* Work to complete
Return all of the data exactly as given.

* Input data
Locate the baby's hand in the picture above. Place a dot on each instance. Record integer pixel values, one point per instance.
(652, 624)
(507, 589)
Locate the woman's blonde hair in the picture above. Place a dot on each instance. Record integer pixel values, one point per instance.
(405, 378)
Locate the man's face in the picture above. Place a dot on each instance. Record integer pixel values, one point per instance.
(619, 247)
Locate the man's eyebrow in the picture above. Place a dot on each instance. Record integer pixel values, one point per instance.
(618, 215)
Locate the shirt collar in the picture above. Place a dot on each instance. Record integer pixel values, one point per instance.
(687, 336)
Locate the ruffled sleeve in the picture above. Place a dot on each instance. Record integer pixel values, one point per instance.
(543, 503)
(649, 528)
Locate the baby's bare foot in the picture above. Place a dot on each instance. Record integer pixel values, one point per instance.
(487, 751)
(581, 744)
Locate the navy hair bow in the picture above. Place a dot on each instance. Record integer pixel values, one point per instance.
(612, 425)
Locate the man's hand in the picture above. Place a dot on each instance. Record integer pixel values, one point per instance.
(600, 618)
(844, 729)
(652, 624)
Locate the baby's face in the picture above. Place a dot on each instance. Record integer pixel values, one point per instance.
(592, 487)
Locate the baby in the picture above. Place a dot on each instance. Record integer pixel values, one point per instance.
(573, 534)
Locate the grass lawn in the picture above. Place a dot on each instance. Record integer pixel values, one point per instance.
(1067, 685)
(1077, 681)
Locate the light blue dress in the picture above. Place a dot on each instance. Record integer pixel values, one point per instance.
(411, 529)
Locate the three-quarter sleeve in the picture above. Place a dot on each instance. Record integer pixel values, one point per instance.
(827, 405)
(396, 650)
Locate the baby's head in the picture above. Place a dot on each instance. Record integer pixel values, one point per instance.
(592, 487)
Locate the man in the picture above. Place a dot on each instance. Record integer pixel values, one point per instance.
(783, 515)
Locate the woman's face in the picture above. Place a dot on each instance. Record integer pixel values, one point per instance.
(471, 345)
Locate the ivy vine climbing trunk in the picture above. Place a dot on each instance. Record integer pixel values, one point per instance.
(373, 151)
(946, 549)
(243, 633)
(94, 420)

* Solution to the exercise
Locate the baby's hand in the picture above. Place a dot on each instance. Record integer pixel values, one point per instance.
(652, 624)
(507, 589)
Locate the woman's blonde hair in the picture above. Place a dot on each instance. Record integer pixel values, one point per instance.
(405, 378)
Locate the man's face in the picture above. Place a dot on each instance. Record integer pixel values, one point per instance.
(619, 247)
Locate the man's eyebrow in the picture above. Place a dot on each instance. Record integer pixel values, one point per instance.
(618, 215)
Locate the shirt collar in the picture above. Place a dot on each instance. Record integer pixel values, one point per instance.
(687, 336)
Locate the ruffled sleeve in the picture above. Place a dot on each instance. Record integer pixel values, one point per instance.
(543, 503)
(649, 528)
Locate the baby's bare foot in the picture above. Place a dot on each instance. Record integer pixel values, one point per instance.
(487, 751)
(581, 744)
Locate the navy hair bow in the picture above. Place a dot on each instance. Record integer pixel values, one point per instance.
(612, 425)
Locate the man's hand in the picture above. Place a dot on each instance. Record integer pixel values, one point per instance.
(600, 618)
(844, 729)
(652, 624)
Locate the baby's face in the picture above. Place a dot on each instance. Record integer pixel values, one point per instance.
(592, 487)
Locate the baby in the picture above. Place a dot on each instance. Record integer pixel values, one point per instance.
(573, 534)
Locate the grass lawn in the picture above. Place a dot on each instance. Record integer pixel values, one point per instance.
(1067, 685)
(1077, 681)
Locate the light blue dress in the picture above. Place a dot on each instance. Record integer pixel values, one point per instance.
(411, 529)
Locate the three-quarter sleeve in the picture above. Place a dot on each instance. Record integer pixel values, one point per instance.
(827, 405)
(396, 650)
Locate the baby's head in the picture above. Place a dot on each instance. Record integer pixel values, one point per instance.
(592, 487)
Locate the man in the picture above. Place a dot on each instance. Record integer pixel values, one point per instance.
(783, 515)
Locate the woman's face in the picture above. Place a dot on each instance. Record integer pixel values, one point per instance.
(471, 345)
Locate the ivy vine climbing trunk in the picture above. Place a dot on each instance. Record integer pixel values, one point per instance.
(373, 151)
(946, 549)
(243, 633)
(94, 420)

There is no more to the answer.